Selected text:

Everyone Brave is Forgiven

~ ~ ~

Dear Reader:

I am thrilled to present you with an early copy of Everyone Brave is Forgiven by Chris Cleave.

In this magnificent novel, Chris has created unforgettable characters and put them in unforgiving circumstances — just as he did in Little Bee.

Everyone Brave is Forgiven begins in London in 1939, at the declaration of war, when a posh young socialite named Mary impetuously volunteers. Assigned a role teaching, Mary has barely memorized her students’ names before they’re evacuated to the countryside. But then some children return. The deformed, the disabled, the nonwhites. Mary fills her London classroom with a handful of children who were not welcomed into the homes of their countrymen even as the bombs begin to fall.

Mary’s relationship with a young black American boy named Zachary and her romantic entanglements — with her middle-class boss, Tom, and then with Tom’s debonair roommate, Alistair, who returns from the battlefront a haunted man — fuel the plot of this page-turner. As the war rages on, these characters endure everyday horrors and small serendipities in equal parts.

As with any Cleave novel, as you read you will laugh and you will cry, and you will find yourself immersed in a story that feels palpably real and important. I couldn’t be more excited to share this novel with you. Thank you in advance — I can’t wait to hear what you think.

Best,

Marysue Rucci

Vice President and Editor-in-Chief

Simon & Schuster, Inc.

1230 Avenue of the Americas

New York, NY 10020

Voice 212 698 1234 Fax 212 698 7453

marysue.rucci@simonandschuster.com

~ ~ ~

Dear Reader:

One day during the harrowing siege of Malta my maternal grandfather, Captain Hill of the Royal Artillery, was assigned to mind Randolph Churchill, the brilliant but dissipated son of the British Prime Minister. “Look after him, David,” said the Major General who conferred this extraordinary duty, “and if at all possible keep him out of trouble.”

[Dataset rows]
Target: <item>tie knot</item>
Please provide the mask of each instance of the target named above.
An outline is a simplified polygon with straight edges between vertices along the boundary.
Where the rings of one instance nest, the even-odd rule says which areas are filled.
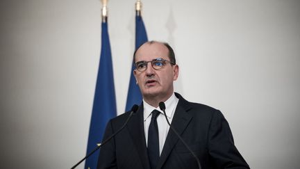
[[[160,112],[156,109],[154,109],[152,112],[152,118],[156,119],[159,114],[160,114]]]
...
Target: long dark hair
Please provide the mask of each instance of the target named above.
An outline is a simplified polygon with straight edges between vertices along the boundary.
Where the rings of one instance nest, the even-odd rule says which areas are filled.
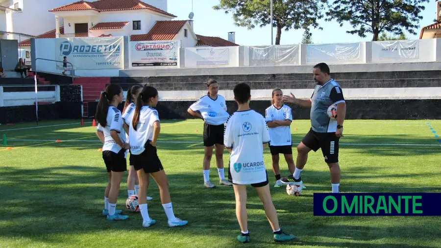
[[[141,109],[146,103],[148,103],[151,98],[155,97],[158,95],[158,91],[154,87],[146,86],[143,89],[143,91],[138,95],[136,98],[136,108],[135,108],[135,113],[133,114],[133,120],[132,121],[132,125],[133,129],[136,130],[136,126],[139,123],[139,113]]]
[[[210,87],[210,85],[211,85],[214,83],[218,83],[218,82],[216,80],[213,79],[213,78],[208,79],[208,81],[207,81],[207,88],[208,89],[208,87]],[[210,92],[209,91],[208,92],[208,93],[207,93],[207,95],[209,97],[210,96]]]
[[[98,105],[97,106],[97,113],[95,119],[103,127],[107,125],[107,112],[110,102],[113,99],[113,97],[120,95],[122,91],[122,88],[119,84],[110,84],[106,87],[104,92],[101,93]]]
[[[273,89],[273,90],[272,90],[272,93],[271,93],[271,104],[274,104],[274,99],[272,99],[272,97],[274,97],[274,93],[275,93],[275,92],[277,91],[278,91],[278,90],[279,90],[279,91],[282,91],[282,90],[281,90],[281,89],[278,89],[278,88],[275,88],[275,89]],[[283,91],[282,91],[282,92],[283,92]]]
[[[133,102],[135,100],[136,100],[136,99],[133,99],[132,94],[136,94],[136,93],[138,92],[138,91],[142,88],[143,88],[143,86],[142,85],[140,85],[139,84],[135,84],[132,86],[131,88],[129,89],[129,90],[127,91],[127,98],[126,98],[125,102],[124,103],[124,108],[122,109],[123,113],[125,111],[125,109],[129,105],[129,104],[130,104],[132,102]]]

Aim:
Reproduce word for word the part of the letters about Everyone Brave is Forgiven starting at "As with any" and ending at "Simon & Schuster, Inc.".

Finished task:
As with any Cleave novel, as you read you will laugh and you will cry, and you will find yourself immersed in a story that feels palpably real and important. I couldn’t be more excited to share this novel with you. Thank you in advance — I can’t wait to hear what you think.

Best,

Marysue Rucci

Vice President and Editor-in-Chief

Simon & Schuster, Inc.